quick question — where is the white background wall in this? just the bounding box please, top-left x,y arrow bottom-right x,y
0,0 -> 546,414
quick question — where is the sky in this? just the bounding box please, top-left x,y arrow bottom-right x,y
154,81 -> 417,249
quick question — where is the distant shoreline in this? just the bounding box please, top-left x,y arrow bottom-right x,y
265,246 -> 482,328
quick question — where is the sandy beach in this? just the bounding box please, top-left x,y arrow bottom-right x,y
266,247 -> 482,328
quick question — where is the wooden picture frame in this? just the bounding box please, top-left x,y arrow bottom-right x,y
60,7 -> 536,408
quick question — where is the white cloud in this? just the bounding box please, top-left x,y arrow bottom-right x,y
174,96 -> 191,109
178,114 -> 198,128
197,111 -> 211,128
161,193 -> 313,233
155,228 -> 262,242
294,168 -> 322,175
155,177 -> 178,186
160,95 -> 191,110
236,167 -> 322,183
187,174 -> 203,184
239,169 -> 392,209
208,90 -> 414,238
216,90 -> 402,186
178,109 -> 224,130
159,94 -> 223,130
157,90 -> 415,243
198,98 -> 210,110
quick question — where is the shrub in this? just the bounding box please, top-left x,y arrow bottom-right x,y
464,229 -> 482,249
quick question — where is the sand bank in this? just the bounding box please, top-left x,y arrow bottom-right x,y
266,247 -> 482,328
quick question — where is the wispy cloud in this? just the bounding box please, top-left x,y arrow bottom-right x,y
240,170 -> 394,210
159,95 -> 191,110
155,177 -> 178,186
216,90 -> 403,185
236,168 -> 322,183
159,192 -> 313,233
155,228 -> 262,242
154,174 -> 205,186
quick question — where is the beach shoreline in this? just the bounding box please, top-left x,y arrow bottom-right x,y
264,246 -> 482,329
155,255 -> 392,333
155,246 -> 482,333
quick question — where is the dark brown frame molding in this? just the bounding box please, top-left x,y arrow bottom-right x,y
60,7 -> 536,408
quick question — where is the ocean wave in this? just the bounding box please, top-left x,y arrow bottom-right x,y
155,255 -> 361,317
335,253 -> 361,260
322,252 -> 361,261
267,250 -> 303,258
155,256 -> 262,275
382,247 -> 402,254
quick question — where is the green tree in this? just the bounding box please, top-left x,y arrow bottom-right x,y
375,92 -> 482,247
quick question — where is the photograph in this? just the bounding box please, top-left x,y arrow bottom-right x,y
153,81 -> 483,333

▶ Work required:
Give the data again, exactly as it appears above.

▶ Solution to this exercise:
quick question — where is the white background wall in this? just the bounding box please, top-left x,y arrow bottom-right x,y
0,0 -> 546,414
quick question — where is the sky in this? just the bounding box please, top-left x,y arrow bottom-right x,y
154,81 -> 417,249
quick question — where is the distant shoreline in this? just the bounding box please, top-left x,y arrow bottom-right x,y
265,246 -> 482,328
quick question — where is the sandy beach in this? just the bounding box please, top-left x,y arrow bottom-right x,y
266,247 -> 482,328
quick question — where is the wooden picture frame in this? just the bounding box please, top-left x,y arrow bottom-right x,y
60,7 -> 536,408
quick question — where is the white cloud in this? just the bounding box please, top-left x,y arrow bottom-right x,y
174,96 -> 191,109
178,114 -> 198,128
197,111 -> 211,128
161,193 -> 313,233
155,228 -> 262,242
294,168 -> 322,175
155,177 -> 178,186
160,95 -> 191,110
236,167 -> 322,183
187,174 -> 203,184
239,169 -> 392,209
208,90 -> 414,238
216,90 -> 402,186
178,109 -> 224,130
159,94 -> 223,130
157,90 -> 415,243
198,98 -> 210,110
quick question — where is the shrub in this? just the bounding box please, top-left x,y arrow bottom-right x,y
464,229 -> 482,249
quick question — where is the sand bank in this? just the bounding box please, top-left x,y arrow bottom-right x,y
266,247 -> 482,328
quick question — where is the wispy cloud in this? just the bounding box please, top-left x,y arrow bottom-right x,y
240,170 -> 394,210
159,95 -> 191,110
155,177 -> 178,186
216,90 -> 403,185
236,168 -> 322,183
159,192 -> 313,233
155,228 -> 262,242
154,174 -> 205,186
quick question — where is the beach shoreline in this? just the bounding box please, top-left x,y arrow bottom-right x,y
264,246 -> 482,329
155,255 -> 392,333
155,246 -> 482,333
quick question — where is the dark brown frame molding in this? just the bounding box please, top-left x,y arrow bottom-right x,y
60,7 -> 536,408
quick question — where is the ocean wave in this? just the bounding box please, top-left x,y arrow bottom-right x,y
155,255 -> 361,317
335,253 -> 361,260
322,252 -> 361,261
267,250 -> 303,258
155,256 -> 262,275
382,247 -> 402,254
quick question — where is the green tree in this? just the bounding box please, top-left x,y arrow bottom-right x,y
375,92 -> 482,247
quick question — where is the photograph in this? just the bounding box please, top-left x,y arrow bottom-right x,y
153,81 -> 483,333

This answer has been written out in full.